YOUR TASK: Set down the material exactly. Keep every line.

DATA FOR ANALYSIS:
·····

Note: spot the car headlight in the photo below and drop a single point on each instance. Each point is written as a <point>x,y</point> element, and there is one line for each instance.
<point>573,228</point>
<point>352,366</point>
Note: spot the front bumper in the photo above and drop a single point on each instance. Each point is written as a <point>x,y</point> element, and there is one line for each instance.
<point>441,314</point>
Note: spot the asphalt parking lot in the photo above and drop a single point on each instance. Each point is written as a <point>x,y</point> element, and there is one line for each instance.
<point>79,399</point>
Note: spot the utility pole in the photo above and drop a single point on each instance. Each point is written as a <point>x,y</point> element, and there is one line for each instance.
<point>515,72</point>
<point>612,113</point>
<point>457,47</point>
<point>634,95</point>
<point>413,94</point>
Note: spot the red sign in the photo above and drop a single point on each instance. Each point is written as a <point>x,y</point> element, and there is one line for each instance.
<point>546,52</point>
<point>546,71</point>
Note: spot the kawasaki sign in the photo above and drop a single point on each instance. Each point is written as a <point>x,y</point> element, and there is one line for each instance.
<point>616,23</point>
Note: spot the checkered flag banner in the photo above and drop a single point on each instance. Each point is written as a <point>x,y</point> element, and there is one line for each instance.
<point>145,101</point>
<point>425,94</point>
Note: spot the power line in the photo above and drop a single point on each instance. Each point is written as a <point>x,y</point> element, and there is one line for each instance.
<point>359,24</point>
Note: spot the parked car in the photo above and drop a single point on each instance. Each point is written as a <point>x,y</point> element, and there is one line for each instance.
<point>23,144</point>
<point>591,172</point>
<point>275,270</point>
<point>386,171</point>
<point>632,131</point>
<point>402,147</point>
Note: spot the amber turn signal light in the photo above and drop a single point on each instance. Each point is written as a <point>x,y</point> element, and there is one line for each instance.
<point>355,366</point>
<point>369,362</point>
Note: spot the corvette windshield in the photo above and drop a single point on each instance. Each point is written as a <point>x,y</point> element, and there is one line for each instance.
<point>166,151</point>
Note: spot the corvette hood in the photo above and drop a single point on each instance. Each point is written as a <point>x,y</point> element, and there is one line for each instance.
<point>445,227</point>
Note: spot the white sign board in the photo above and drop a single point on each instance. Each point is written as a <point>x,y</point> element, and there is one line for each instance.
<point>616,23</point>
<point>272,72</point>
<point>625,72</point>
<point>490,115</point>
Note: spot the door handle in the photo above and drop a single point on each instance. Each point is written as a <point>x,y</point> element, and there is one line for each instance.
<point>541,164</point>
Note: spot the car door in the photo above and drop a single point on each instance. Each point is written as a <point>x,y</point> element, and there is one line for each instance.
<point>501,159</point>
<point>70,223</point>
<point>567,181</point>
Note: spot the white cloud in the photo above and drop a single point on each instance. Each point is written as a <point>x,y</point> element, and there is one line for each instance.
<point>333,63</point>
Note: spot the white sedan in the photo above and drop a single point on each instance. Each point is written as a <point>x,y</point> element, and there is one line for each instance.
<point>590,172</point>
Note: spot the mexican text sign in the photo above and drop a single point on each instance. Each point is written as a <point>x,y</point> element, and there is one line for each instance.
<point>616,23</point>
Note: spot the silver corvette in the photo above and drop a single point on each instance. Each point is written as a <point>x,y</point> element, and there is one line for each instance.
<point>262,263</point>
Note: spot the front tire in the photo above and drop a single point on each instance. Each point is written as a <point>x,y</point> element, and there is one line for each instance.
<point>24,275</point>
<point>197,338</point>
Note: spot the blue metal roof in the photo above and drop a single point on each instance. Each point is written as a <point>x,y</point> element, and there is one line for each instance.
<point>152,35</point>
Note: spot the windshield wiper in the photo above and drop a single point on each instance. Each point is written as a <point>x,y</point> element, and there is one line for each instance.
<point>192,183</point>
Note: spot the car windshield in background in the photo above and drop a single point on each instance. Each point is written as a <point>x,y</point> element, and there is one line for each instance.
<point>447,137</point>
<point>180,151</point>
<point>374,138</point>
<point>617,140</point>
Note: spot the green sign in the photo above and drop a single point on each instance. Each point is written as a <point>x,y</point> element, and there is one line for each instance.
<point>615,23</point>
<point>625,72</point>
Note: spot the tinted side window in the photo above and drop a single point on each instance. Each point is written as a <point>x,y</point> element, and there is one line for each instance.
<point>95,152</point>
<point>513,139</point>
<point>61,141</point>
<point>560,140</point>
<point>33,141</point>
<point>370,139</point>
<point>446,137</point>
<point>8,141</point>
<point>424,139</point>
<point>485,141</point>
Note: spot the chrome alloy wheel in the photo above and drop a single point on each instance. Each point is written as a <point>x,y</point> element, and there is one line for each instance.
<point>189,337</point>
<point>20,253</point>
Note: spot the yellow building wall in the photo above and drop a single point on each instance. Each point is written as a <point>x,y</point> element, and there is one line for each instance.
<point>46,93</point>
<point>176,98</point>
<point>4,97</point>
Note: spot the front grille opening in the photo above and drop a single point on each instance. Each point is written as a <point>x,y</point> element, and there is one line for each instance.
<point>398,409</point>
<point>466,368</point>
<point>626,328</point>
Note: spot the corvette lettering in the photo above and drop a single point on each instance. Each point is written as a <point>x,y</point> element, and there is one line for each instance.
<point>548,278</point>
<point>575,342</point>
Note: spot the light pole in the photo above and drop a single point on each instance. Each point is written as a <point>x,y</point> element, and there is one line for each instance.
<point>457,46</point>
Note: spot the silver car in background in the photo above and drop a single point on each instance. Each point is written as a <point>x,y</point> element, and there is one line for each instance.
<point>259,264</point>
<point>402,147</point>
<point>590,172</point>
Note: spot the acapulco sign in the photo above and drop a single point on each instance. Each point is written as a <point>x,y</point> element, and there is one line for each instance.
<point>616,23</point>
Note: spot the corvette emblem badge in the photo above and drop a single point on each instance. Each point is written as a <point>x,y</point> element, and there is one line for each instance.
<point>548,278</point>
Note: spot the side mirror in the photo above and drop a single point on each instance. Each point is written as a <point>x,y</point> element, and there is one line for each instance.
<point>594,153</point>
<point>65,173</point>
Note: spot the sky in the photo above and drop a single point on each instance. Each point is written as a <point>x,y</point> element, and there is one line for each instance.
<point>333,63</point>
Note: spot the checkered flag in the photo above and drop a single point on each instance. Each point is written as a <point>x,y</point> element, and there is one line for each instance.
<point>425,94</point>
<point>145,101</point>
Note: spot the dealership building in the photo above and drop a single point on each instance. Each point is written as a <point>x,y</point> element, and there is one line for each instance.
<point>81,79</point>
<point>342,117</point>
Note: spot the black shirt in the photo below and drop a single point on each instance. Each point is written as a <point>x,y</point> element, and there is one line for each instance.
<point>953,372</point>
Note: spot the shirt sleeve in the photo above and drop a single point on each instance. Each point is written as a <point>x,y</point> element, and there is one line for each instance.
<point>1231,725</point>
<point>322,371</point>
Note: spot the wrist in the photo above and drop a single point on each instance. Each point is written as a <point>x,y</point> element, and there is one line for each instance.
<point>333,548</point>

·····

OUTPUT OF THE EXERCISE:
Note: spot the car headlight in the photo below and drop a single point on each instance. Each point is written as a <point>x,y</point> element, and there is one line for each instance.
<point>573,228</point>
<point>352,366</point>
Note: spot the front bumper in the photo above and drop a single point on each instance. Each point is written as a <point>x,y</point> element, and there is one line for each instance.
<point>441,314</point>
Note: spot the asphalt parking lot in the photo above and drop a single point on each instance. Each point is written as a <point>x,y</point> element, and there is one line for each instance.
<point>79,399</point>
Note: spot the utility pole in the photo above and drop a single point on each instance. Each point is written as a <point>x,y</point> element, and there is one line for each instance.
<point>515,72</point>
<point>612,113</point>
<point>457,47</point>
<point>634,95</point>
<point>413,94</point>
Note: spot the red sign in the photo above and drop a single point on each instance. Each point is written as a <point>x,y</point> element, and there is one line for each instance.
<point>546,52</point>
<point>546,71</point>
Note: spot the kawasaki sign in the photo above and drop a single point on each instance. Each point is written as a <point>x,y</point> element, and there is one line for each instance.
<point>616,23</point>
Note: spot the checkered flag banner in the photo above and drop a single point on each instance. Each point is written as a <point>x,y</point> element, and there is one line for each instance.
<point>145,101</point>
<point>425,94</point>
Note: spot the power line in the photo above and drop a single point on each instance. Each point is written as a <point>x,y</point> element, and there is one line for each instance.
<point>359,24</point>
Note: spot the parked car in the photo above and drop a single point on each instance. Each point is written as a <point>x,y</point> element, and there is one line for each instance.
<point>23,144</point>
<point>591,172</point>
<point>275,270</point>
<point>386,171</point>
<point>632,131</point>
<point>402,147</point>
Note: spot the amber turn signal light in the photo above and drop a single point on each instance. Each point is written as a <point>x,y</point> element, and there is one line for each instance.
<point>355,366</point>
<point>369,362</point>
Note: spot the corvette windshield in the photo above and drop a single point on each instance. Each point is written as a <point>x,y</point> element, and there is one line for each instance.
<point>166,151</point>
Note: spot the corvette hood in the photo above and drop a single point on each instance. Each point is written as a <point>x,y</point> element, and there is one line for each instance.
<point>445,227</point>
Note: spot the white sign board in the photo above and drop a single point on each instance. Each point is written as a <point>x,y</point> element, and there is one line for each instance.
<point>616,23</point>
<point>272,72</point>
<point>625,72</point>
<point>490,115</point>
Note: spot the door handle in the photo above and drop a single point on each instance. Each point is written as a <point>x,y</point> element, and there is one line for each instance.
<point>541,164</point>
Note: spot the car door in the photo above and drop a single point on each instance. Each point is written as a <point>x,y</point> element, and there is one line for each instance.
<point>501,159</point>
<point>70,223</point>
<point>567,181</point>
Note: spot the white cloud in the photo above and drop a single point on each instance. Each point is written as a <point>x,y</point> element, and there is one line for each instance.
<point>333,63</point>
Note: spot the white sedan in the photo above and drop a single point on each instance. Each point is written as a <point>x,y</point> element, and there is one line for each instance.
<point>590,172</point>
Note: spot the mexican text sign in the photo above and drop a single point on each instance. Each point is written as a <point>x,y</point> element, and there is one line for each instance.
<point>616,23</point>
Note: spot the silver corvette in the photo above and drop a single point on each instance. Each point is written as a <point>x,y</point> element, and there is one line for each instance.
<point>262,263</point>
Note: spot the front tire in the photo above and drop a single point on each instance. Each point is written as a <point>x,y</point> element, and there is one line for each instance.
<point>24,275</point>
<point>197,338</point>
Note: spot the blue metal roof in the photo above and drop a single point on each instance. Each point is written as a <point>x,y</point> element, and there is one line for each instance.
<point>152,35</point>
Note: spot the windshield wiper in the photo above and drop a single point on each instance. Each point is written as a <point>x,y</point> element, and there is one line for each instance.
<point>192,183</point>
Note: spot the car windshield in background in the photo above and drop a single point on each instance. Each point is written as a <point>x,y</point> element, and there is one line for each instance.
<point>447,137</point>
<point>180,151</point>
<point>374,138</point>
<point>617,140</point>
Note: spot the green sign in the photo above and drop a single point on each instance. Each point is written as a <point>x,y</point> element, and there is one line for each instance.
<point>615,23</point>
<point>625,72</point>
Note: spot the tinted side window in the photo above and drop a single point on each instance. Each point is written as a <point>x,y</point> element, and there is one line for each instance.
<point>95,152</point>
<point>513,139</point>
<point>61,141</point>
<point>560,140</point>
<point>33,141</point>
<point>370,139</point>
<point>446,137</point>
<point>8,141</point>
<point>424,139</point>
<point>485,141</point>
Note: spot the chrome alloy wheel in the photo above and drop a single point on each instance. Each point is written as a <point>x,y</point> element, and there is one line for each instance.
<point>189,337</point>
<point>20,253</point>
Note: spot the yellow building wall in the photo above and drop a single point on each instance. Each point is written as a <point>x,y</point> element, and there is one line for each instance.
<point>46,93</point>
<point>176,98</point>
<point>4,97</point>
Note: spot the front grille opening in the photo above and drop a single point on each instance. Each point is written as a <point>x,y</point> element, and there is one line for each instance.
<point>398,409</point>
<point>466,368</point>
<point>626,328</point>
Note: spot the corvette lettering in the photo above and drop a single point on each instance. Each point is written as a <point>x,y</point> element, and there is one line for each instance.
<point>548,278</point>
<point>575,342</point>
Note: spot the light pole in the photo above and drop a single point on each instance. Each point is written as a <point>x,y</point> element, and there is one line for each instance.
<point>457,46</point>
Note: spot the silver car in background in the photo above and drop a single point on each instance. Each point is written as a <point>x,y</point> element, and there is one line for each instance.
<point>259,264</point>
<point>402,147</point>
<point>590,172</point>
Note: spot the acapulco sign in the photo above and drop a single point on each instance. Each point is written as a <point>x,y</point> element, and there is one line for each instance.
<point>616,23</point>
Note: spot the corvette emblem badge in the photo above and drop a single point on each instance. Each point is written as a <point>x,y</point> element, and there is one line for each instance.
<point>548,278</point>
Note: spot the side mirror in the photo above and drop a single point on each instance. Each point is written as a <point>x,y</point> element, and there is one line for each instance.
<point>594,153</point>
<point>65,173</point>
Note: spot the sky in the photo above and drop a single point on each instance. Each point is written as a <point>x,y</point> element, and there is one line for each instance.
<point>333,63</point>
Note: spot the checkered flag in the photo above and drop a single point on each instance. Each point is written as a <point>x,y</point> element, and there is one line for each instance.
<point>425,94</point>
<point>145,101</point>
Note: spot the dealership building in the photo above and drop a single point on each instance. Each point is written as a <point>x,y</point> element, and there is one line for each instance.
<point>81,79</point>
<point>342,117</point>
Note: spot the black shirt in the photo below and drop a single point on each instance. Each point is written as a <point>x,y</point> element, and there is one line for each instance.
<point>953,372</point>
Note: spot the shirt sleeve in the photo above and drop a single point on each instance. Each point is written as a <point>x,y</point> element, and there is one line for each instance.
<point>1231,725</point>
<point>322,371</point>
Note: spot the wrist in the photo above and drop a single point on each instance. Each point is written as a <point>x,y</point> element, and there is one line for each instance.
<point>333,548</point>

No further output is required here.